▶ SOURCE:
++++++++
PIERSON: What are you going to do?
STRANGER: I'm going on. . . right under their feet. I got a plan. We men as men are finished. We don't know enough. We gotta learn plenty before we've got a chance. And we've got to live and keep free while we learn, see? I've thought it all out, see.
PIERSON: Tell me the rest.
STRANGER: Well, it isn't all of us that were made for wild beasts, and that's what it's got to be. That's why I watched YOU. All these little office workers that used to live in these houses -- they'd be no good. They haven't any stuff to 'em. They just used to run off to work. I've seen hundreds of 'em, running wild to catch their commuter train in the morning for fear they'd get canned if they didn't; running back at night afraid they won't be in time for dinner. Lives insured and a little invested in case of accidents. And on Sundays, worried about the hereafter. The Martians will be a godsend for those guys. Nice roomy cages, good food, careful breeding, no worries. After a week or so chasing about the fields on empty stomachs they'll come and be glad to be caught.
PIERSON: You've thought it all out, haven't you?
STRANGER: You bet I have! And that isn't all. These Martians will make pets of some of 'em, train 'em to do tricks. Who knows? Get sentimental over the pet boy who grew up and had to be killed. . . And some, maybe, they'll train to hunt us.
PIERSON: No, that's impossible. No human being. . .
STRANGER: Yes they will. There's men who'll do it gladly. If one of them ever comes after me, why. . .
PIERSON: In the meantime, you and I and others like us. . . where are we to live when the Martians own the earth?
STRANGER: I've got it all figured out. We'll live underground. I've been thinking about the sewers. Under New York are miles and miles of 'em. The main ones are big enough for anybody. Then there's cellars, vaults, underground storerooms, railway tunnels, subways. You begin to see, eh? And we'll get a bunch of strong men together. No weak ones; that rubbish -- out.
++++++++
▶ COLLECTED DATA:

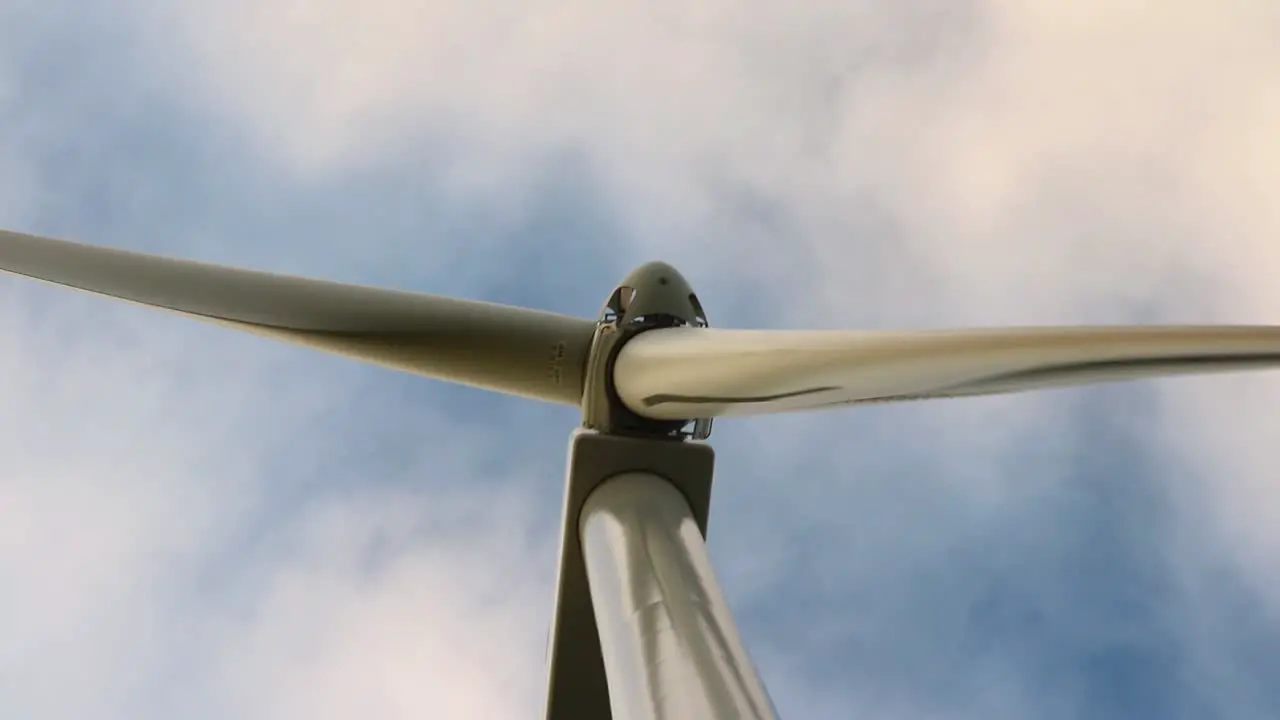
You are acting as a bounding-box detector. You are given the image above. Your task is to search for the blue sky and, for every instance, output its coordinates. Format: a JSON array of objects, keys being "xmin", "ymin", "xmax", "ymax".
[{"xmin": 0, "ymin": 0, "xmax": 1280, "ymax": 720}]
++++++++
▶ WORK TO DO:
1) Render this line from the script into Spanish: "The main ones are big enough for anybody."
2) Pull out the passage of the script between "STRANGER: I'm going" and "me the rest.", inclusive.
The material can be set aside.

▶ EXPECTED ANSWERS:
1) Las principales son lo bastante grandes para cualquiera.

2)
STRANGER: I'm going on. . . right under their feet. I got a plan. We men as men are finished. We don't know enough. We gotta learn plenty before we've got a chance. And we've got to live and keep free while we learn, see? I've thought it all out, see.
PIERSON: Tell me the rest.